* _Problems to work on_:
a – In the passage on tracking upper-level vorticity features, when is the lack of coherence for PV330 and ξ250 in ERA most prevalent?
b – Continue the passage on tracking upper-level vorticity and potential vorticity features after its last sentence.

* _Quoted passage_:
Start of Block

The results from tracking features in the 250-hPa vorticity (ξ250) and 330-K potential vorticity (PV330) fields yield very similar results to each other. Some diagnostics for the latter are given in Figs. 12a–d. In this case the tracking of positive features, corresponding in general to pressure troughs, shows large intensities (Fig. 12c) near the subtropical jet from the mid-Pacific eastward through the Mediterranean. The track density (Fig. 12a) picks out the region across North America and from the east Atlantic through the Middle East. In Anderson et al. (2001b, manuscript submitted to J. Climate, hereafter AHHb) it will be shown that there is evidence that the lack of tracks recorded in the west Pacific is to a certain extent associated with their rejection on the track smoothness criterion. The features occurring there in the ERA-15 analysis do not show good temporal continuity in their positions with multiple feature points for the same system occurring often. Both the NCEP reanalysis (restricted to the 1979–99 period) and post-ERA-15 ECMWF operational analyses (1994–2000/2001) show much better coherence here, with consequently more tracks in the west and central Pacific and also more generally. The results shown in Figs. 12a–d combine those from both the ERA-15 and operational analyses and thus reflect the contribution from the longer ERA-15 time period. For example, the track densities for positive features in PV330 and ξ250 from the NCEP reanalysis are given in Figs. 12e and 12f, respectively. Comparison of the former with the Fig. 12a results shows the much larger number of systems that are tracked, in particular in the west Pacific. This is also the case for the ξ250. This lack of coherence for PV330 and ξ250 as ERA is most prevalent during both NH and SH winters when upper troposphere winds and shear are at their strongest.

End of Block

* _Data shown_:

Start of Block

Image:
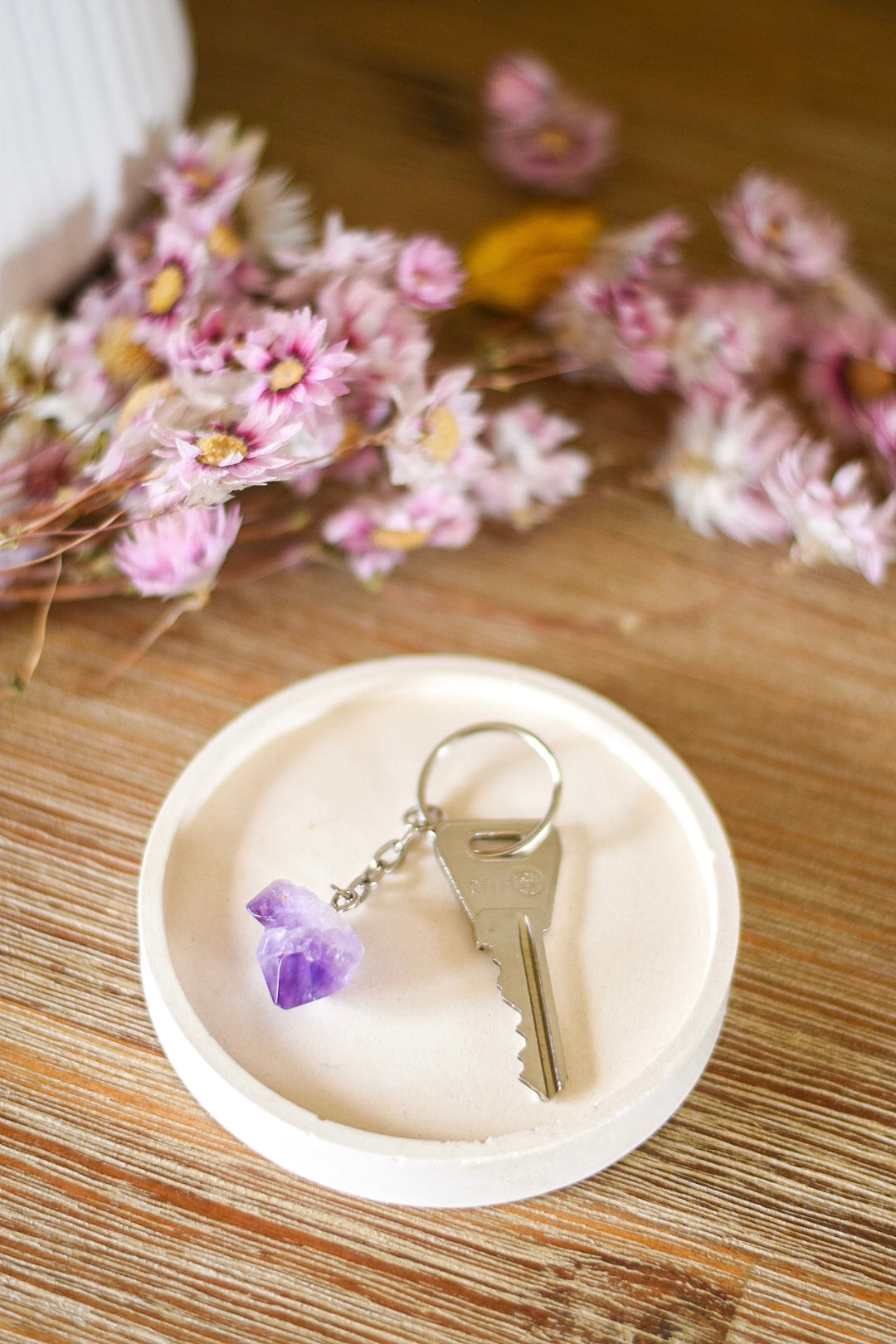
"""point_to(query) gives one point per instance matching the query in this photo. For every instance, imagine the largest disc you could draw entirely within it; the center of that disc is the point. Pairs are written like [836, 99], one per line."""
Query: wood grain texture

End of Block
Start of Block

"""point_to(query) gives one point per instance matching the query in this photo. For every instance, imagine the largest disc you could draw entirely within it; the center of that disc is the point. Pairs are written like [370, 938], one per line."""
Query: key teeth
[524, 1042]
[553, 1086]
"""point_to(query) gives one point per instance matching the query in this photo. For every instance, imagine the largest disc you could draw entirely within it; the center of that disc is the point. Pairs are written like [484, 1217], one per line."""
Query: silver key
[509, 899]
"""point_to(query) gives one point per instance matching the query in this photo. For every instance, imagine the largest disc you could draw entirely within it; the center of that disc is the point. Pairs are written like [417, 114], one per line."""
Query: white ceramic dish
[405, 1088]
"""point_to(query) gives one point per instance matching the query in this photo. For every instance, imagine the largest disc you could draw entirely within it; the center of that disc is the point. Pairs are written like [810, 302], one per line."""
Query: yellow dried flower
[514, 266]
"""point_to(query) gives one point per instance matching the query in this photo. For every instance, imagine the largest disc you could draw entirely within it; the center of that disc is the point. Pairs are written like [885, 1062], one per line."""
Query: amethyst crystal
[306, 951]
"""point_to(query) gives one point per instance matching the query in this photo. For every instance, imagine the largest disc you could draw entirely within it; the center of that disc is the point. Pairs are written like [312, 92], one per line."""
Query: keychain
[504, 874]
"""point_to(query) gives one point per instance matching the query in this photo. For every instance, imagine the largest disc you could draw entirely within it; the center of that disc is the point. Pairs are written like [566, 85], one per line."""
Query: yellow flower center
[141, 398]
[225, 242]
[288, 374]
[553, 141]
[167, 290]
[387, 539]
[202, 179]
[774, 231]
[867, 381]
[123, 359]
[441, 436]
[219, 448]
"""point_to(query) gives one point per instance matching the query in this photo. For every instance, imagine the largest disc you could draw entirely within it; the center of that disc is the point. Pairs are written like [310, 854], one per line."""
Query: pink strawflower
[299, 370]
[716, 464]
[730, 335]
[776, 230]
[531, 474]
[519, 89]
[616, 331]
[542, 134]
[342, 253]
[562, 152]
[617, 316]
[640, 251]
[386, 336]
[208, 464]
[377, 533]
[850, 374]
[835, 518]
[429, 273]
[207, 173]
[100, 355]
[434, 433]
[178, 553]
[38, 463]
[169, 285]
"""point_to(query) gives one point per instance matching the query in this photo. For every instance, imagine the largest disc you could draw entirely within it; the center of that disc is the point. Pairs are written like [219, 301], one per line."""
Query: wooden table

End of Block
Start of Block

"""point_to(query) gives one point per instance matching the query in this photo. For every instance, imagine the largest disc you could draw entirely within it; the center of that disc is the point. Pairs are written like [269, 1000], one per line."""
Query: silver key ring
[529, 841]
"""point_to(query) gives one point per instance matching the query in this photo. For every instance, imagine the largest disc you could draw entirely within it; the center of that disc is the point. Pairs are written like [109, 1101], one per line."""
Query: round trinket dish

End of Block

* _Answers to this exercise_:
a – It is most prevalent during both NH and SH winters, when upper troposphere winds and shear are strongest.

b –
This apparent sensitivity to the analysis system could possibly be associated with the use of the more sophisticated data assimilation schemes used by NCEP (3D Var) and for the ECMWF operational analyses (from 1994 3D Var was used and since 1999, 4D Var has been in operational use) as opposed to the OI used in ERA-15. Further evidence for this comes from the GEOS-1 reanalysis data (1980–93). At the 250-hPa level the vorticity (not displayed here) shows results comparable with both NCEP and the ECMWF operational analyses. The GEOS-1 system is based on a finite difference model (both NCEP and ECMWF are based on spectral models) and uses a form of OI data assimilation (Schubert et al. 1995). The difference between the form of OI used in ERA-15 and GEOS-1 is the way the observations are used, particularly with respect to the upper-air observations. The GEOS-1 system uses an incremental analysis update approach where an OI analysis is performed at the analysis time to compute analysis increments that are then gradually incorporated into a rerun forecast. This has the effect of smoothing out the incorporation of the observations. ERA-15 used a form of intermittent OI. Of course, there are many other differences between the systems used to produce the various reanalyses in terms of spatial resolution, model physics, and observations used which might have an impact on the synoptic systems. This should be explored further. However, it appears in general that the variational schemes (3D Var, 4D Var) are better able to use the sparse observations from sondes and profilers at this level resulting in more coherent structures, particularly in the small-scale fields.

Negative ξ250 and PV330 features (Figs. 12b,d) generally show little sign of coherent tracks with significant intensity. The largest intensities are found at the end of the two storm tracks.

The overall picture given by PV tracking is rather different from that suggested by its high pass std dev (Fig. 4e). Even so there is still an indication that PV features from the Pacific could feed the North Atlantic storm track. There is also a suggestion that features in the North African–Asian subtropical jet could feed the North Pacific storm track. This picture is clearer in the NCEP reanalysis track densities for positive, cyclonic features in the PV330 and ξ250 fields (Figs. 12e,f).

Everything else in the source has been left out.